Please restate the data word for word, leaving out no line.

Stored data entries
==*==
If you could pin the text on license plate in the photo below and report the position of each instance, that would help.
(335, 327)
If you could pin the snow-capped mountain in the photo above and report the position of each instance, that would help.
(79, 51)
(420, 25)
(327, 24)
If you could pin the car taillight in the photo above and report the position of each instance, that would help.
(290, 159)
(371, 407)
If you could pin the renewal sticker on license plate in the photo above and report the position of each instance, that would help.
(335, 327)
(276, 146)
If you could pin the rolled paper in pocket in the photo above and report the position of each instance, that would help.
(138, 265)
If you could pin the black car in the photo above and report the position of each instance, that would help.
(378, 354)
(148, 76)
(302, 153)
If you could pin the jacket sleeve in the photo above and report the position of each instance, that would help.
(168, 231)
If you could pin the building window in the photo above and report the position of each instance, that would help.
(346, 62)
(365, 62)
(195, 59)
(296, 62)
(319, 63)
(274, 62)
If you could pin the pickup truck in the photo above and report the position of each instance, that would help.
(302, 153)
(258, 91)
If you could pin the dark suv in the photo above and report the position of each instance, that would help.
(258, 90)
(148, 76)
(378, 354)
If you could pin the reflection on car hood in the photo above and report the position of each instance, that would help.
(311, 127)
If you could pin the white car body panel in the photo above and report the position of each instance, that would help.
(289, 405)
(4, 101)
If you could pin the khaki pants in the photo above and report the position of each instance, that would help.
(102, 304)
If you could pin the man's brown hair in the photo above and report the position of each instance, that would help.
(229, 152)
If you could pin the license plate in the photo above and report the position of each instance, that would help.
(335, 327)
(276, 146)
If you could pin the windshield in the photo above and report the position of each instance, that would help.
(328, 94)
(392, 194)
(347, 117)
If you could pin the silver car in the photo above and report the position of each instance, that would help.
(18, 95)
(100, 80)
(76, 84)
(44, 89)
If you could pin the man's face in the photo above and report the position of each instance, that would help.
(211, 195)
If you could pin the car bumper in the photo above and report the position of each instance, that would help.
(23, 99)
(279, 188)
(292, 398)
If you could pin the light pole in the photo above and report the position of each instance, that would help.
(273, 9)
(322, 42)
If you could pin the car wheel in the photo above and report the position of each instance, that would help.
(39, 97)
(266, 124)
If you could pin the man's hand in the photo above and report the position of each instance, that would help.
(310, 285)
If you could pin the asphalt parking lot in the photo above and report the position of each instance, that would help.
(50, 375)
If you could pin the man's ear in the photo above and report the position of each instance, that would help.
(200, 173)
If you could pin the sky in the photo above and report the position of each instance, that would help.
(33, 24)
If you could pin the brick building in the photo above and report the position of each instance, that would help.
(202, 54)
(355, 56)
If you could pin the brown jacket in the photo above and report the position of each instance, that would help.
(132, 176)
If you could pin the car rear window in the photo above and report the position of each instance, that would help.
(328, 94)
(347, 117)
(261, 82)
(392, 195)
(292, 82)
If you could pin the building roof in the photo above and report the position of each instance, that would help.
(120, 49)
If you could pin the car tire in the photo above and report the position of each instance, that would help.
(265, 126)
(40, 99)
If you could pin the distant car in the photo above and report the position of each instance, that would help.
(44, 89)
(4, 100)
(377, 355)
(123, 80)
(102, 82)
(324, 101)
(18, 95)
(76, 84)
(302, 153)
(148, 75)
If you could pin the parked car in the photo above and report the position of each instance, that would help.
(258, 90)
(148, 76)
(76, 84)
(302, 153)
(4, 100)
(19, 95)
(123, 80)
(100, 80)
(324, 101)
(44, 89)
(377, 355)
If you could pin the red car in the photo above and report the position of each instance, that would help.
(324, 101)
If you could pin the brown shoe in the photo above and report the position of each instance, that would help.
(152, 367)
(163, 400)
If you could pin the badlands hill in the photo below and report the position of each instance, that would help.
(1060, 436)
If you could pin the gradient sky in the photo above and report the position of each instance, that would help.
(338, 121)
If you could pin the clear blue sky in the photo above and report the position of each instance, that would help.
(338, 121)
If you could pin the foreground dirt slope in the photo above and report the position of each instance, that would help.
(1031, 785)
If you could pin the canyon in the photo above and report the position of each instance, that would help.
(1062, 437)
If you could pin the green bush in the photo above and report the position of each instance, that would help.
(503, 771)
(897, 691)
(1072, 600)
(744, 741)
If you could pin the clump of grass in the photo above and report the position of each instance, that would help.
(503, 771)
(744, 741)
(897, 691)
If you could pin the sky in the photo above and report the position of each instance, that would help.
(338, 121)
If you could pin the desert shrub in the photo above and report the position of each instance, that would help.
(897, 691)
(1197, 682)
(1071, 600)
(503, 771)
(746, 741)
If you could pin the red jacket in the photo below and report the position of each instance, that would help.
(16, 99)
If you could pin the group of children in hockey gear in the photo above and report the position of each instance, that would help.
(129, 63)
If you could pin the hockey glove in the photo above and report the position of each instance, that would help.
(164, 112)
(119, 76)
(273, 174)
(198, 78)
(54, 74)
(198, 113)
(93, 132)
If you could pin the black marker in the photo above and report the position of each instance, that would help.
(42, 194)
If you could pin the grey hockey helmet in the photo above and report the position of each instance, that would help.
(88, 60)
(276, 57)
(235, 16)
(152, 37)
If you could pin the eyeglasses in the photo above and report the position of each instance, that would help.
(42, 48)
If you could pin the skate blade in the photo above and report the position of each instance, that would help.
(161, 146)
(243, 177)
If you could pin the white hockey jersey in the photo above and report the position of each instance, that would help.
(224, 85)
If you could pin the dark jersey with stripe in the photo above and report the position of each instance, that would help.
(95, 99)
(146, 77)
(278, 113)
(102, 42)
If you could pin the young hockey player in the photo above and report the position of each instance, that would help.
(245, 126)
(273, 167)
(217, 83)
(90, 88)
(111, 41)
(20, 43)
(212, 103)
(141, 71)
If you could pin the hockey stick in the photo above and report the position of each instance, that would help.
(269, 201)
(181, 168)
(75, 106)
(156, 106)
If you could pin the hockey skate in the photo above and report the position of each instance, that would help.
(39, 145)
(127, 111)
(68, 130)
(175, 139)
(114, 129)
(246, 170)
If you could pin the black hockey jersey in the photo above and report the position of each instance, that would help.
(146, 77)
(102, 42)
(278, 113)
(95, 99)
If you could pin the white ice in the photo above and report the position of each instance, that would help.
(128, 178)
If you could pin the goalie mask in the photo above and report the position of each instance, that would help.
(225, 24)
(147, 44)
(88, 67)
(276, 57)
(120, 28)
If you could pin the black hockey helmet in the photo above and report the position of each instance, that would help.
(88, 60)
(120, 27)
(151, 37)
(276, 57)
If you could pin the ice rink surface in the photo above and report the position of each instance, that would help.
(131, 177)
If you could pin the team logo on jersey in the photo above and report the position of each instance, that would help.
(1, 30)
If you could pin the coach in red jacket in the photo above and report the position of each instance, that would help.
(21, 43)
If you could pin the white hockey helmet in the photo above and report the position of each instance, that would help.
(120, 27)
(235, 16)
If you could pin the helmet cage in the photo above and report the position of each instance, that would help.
==*==
* **ANSWER FOR THIS EXERCISE**
If you could pin the text on license plate in the photo below and report the position of each instance, that would help.
(335, 327)
If you could pin the snow-capped mountain in the photo above and report the position of each instance, that would help.
(79, 51)
(420, 25)
(327, 24)
If you could pin the car taillight in the photo above and report the position of each instance, that would help.
(290, 159)
(371, 407)
If you could pin the renewal sticker on license plate in the photo above and report the position of each instance, that would help.
(335, 327)
(276, 146)
If you could pin the rolled paper in pocket in the photo above and report the position of each instance, that would help.
(138, 265)
If you could pin the black car in the photo above and report the position of each instance, that would help.
(378, 354)
(148, 76)
(302, 153)
If you could pin the jacket sleeve in the photo above and report the position of each instance, that would help.
(168, 231)
If you could pin the building window in the photo above and report the position of each instance, that would help.
(346, 62)
(365, 62)
(195, 59)
(296, 62)
(319, 63)
(274, 62)
If you could pin the pickup truck in the photo above and report the position of each instance, that would help.
(302, 153)
(258, 91)
If you could pin the dark suv in the photo above and report the position of each instance, that would help.
(258, 90)
(148, 76)
(378, 354)
If you could pin the reflection on car hood in the photo above and report the position of each instance, that would help.
(311, 127)
If you could pin the white car body panel in the photo above and report the position of each instance, that would help.
(289, 405)
(4, 101)
If you could pin the khaki pants in the photo above and report the position of each instance, that would help.
(102, 304)
If you could pin the man's brown hair in the photo above and report the position of each instance, that would help.
(229, 152)
If you could pin the license plate in the photo above and report the position of each instance, that would help.
(335, 327)
(276, 146)
If you could pin the windshield in the photo above and report the position of each instance, that would help.
(328, 94)
(392, 194)
(347, 117)
If you could pin the silver car in the photo above and report the position of each instance, that would help.
(18, 95)
(100, 80)
(76, 84)
(44, 89)
If you could pin the man's face in the photo above and report the position of each instance, that would help.
(211, 195)
If you could pin the car bumper in the photo above and report the position of each instance, that would help.
(23, 99)
(279, 188)
(292, 398)
If you could pin the light pole in the photo above and report the position of each instance, that would help.
(273, 9)
(322, 42)
If you could pin the car wheel in the photo above and report the position of each instance, that would help.
(39, 97)
(266, 124)
If you could pin the man's hand in the photo above and report the position of each instance, that would help.
(310, 285)
If you could pin the asphalt parking lot in the photo above and report the position of each instance, that would help.
(50, 375)
If you could pin the man's ear in the photo above and report the position of each instance, that would help.
(200, 173)
If you could pin the sky in the photo above and report the position of each instance, that would help.
(33, 24)
If you could pin the brick building in the photo above and report the position of each instance, that would help.
(202, 54)
(355, 56)
If you could pin the brown jacket in the photo above and report the position of each instance, that would help.
(132, 176)
If you could pin the car rear window in the photo above and report the position of each instance, that would help.
(328, 94)
(347, 117)
(261, 82)
(392, 195)
(292, 82)
If you could pin the building roof in the photo above and report the position of each instance, that would help.
(120, 49)
If you could pin the car tire in the photo above and report the position of each instance, that would help.
(265, 126)
(40, 99)
If you could pin the distant car in the photo above and report the position of each instance, that would help.
(44, 89)
(4, 100)
(377, 355)
(123, 80)
(102, 82)
(324, 101)
(18, 95)
(76, 84)
(302, 153)
(148, 75)
If you could pin the parked car in the photo above and report the position of each instance, that would help.
(258, 90)
(148, 76)
(76, 84)
(302, 153)
(4, 100)
(19, 95)
(123, 80)
(100, 80)
(324, 101)
(44, 89)
(377, 355)
If you could pin the red car in the photo above and report the position of each instance, that would help.
(324, 101)
If you could pin the brown shoe in the photo above and report the position of each instance, that would help.
(152, 367)
(163, 400)
If you could pin the badlands hill in the photo below and report the position of each instance, that would help.
(1060, 436)
If you could pin the gradient sky in the photo above and report the position of each instance, that would help.
(338, 121)
If you could pin the clear blue sky in the photo above and report the position of each instance, that would help.
(338, 121)
If you could pin the foreground dirt slope in the photo above and report the position of each instance, that would help.
(1031, 785)
If you could pin the canyon in the photo above and report the position of each instance, that would help.
(1062, 437)
If you could pin the green bush in the photo above and report the position of each instance, that would help.
(503, 771)
(897, 691)
(1072, 600)
(744, 741)
If you could pin the clump of grass in the photo above and report the position of each instance, that would help.
(503, 771)
(744, 741)
(897, 691)
If you could pin the sky in the photo above and report the position of each instance, that would help.
(338, 121)
If you could pin the desert shrub in the photo above and report the position of each instance, that would help.
(897, 691)
(1197, 682)
(1071, 600)
(503, 771)
(746, 741)
If you could pin the red jacket in the photo below and report the position of each instance, that would help.
(16, 99)
If you could pin the group of children in hockey gear in the photo above and report the position of each instance, that would help.
(129, 63)
If you could pin the hockey glove in the photo above and report the position of each instance, that would help.
(164, 112)
(119, 76)
(273, 174)
(198, 78)
(54, 74)
(198, 113)
(93, 132)
If you could pin the black marker in the photo above and report the position of each instance, that would help.
(42, 194)
If you could pin the grey hockey helmet in the photo above and report the position of each instance, that would help.
(88, 60)
(276, 57)
(235, 16)
(152, 37)
If you could pin the eyeglasses in the photo above and report the position of each instance, that would help.
(42, 48)
If you could pin the skate blade in the photo above and report the position of each instance, that would help.
(161, 146)
(243, 177)
If you could pin the white hockey jersey in the photo above and report the position of each instance, that would help.
(224, 85)
If you could pin the dark jersey with stripe in the photo above and report the position of each instance, that would help.
(95, 99)
(146, 77)
(278, 113)
(102, 42)
If you could pin the young hockey player in the photo above and report the position of each instance, that would help.
(245, 126)
(273, 167)
(217, 83)
(90, 88)
(111, 41)
(20, 43)
(212, 103)
(141, 71)
If you could pin the hockey stick in the photo above and report the position of each instance, that would help.
(269, 201)
(181, 168)
(75, 106)
(156, 106)
If you could pin the hockey skate in the photo above and report the position of each instance, that would help.
(39, 145)
(127, 111)
(68, 130)
(175, 139)
(114, 129)
(246, 170)
If you could pin the black hockey jersey in the photo above and report the position of each instance, that would help.
(146, 77)
(102, 42)
(278, 113)
(95, 99)
If you could pin the white ice in the photo above and report the position of each instance, that would help.
(128, 178)
If you could pin the goalie mask in the photo above and report the position of each instance, that would help.
(225, 24)
(147, 44)
(88, 67)
(276, 57)
(120, 28)
If you could pin the black hockey helmet in the photo above and report the position of each instance, that would help.
(88, 60)
(120, 27)
(151, 37)
(276, 57)
If you could pin the ice rink surface in the photo above and report the position of each instance, that would help.
(131, 177)
If you could pin the team logo on jersey in the photo above and report the position of each instance, that would help.
(1, 30)
If you could pin the coach in red jacket in the photo above and report the position of each instance, that would help.
(21, 43)
If you could pin the white hockey helmet in the photo above and report the position of each instance, that would help.
(120, 27)
(235, 16)
If you could pin the helmet cage in the photo above and report the position of each instance, that would help.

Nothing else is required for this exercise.